RECORDS SUPPLIED:
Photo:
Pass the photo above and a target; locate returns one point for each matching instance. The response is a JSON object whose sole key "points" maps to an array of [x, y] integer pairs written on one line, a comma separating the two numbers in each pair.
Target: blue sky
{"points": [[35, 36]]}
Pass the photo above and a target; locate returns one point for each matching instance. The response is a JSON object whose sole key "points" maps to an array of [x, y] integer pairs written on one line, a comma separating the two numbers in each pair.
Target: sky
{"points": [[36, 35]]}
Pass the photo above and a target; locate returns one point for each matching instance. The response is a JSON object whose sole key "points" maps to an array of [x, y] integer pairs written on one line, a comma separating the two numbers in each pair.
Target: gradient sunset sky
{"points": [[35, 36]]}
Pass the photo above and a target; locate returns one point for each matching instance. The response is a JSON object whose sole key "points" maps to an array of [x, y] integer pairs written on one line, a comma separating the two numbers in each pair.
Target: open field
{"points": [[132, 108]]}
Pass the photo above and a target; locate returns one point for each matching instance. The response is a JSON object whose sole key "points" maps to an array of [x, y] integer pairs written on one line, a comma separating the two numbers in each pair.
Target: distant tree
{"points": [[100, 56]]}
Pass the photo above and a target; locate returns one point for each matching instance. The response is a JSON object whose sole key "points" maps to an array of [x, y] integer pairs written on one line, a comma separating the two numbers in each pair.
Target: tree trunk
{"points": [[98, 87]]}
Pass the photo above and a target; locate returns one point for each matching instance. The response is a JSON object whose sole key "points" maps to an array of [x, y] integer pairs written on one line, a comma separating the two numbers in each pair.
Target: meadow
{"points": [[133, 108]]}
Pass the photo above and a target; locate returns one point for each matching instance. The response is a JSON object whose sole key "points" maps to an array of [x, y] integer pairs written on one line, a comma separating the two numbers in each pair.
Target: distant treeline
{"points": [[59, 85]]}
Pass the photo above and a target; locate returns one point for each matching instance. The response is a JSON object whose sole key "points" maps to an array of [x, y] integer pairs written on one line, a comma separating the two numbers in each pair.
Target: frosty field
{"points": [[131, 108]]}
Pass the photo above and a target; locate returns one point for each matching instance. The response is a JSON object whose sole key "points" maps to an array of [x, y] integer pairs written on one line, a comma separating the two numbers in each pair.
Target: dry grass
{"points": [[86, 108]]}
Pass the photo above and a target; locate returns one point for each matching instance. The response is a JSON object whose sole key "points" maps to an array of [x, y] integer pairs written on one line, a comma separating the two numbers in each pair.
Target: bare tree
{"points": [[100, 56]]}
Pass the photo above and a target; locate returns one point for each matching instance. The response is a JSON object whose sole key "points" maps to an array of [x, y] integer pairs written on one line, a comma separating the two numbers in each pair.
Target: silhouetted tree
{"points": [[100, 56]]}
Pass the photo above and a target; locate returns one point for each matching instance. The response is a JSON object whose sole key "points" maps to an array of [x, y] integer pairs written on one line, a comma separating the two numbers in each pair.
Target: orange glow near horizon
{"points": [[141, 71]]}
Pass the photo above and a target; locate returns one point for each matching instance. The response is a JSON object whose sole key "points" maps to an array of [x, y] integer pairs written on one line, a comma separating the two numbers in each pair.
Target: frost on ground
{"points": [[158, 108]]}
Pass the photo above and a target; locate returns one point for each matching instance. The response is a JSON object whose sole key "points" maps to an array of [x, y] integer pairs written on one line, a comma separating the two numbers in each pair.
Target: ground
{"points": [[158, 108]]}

WHAT IS EXPECTED: Which lines of the records contain the word "distant"? Pick out and copy each one, treating uppercase and lowercase as different.

ANSWER TO THE EXERCISE:
Target: distant tree
Target: distant treeline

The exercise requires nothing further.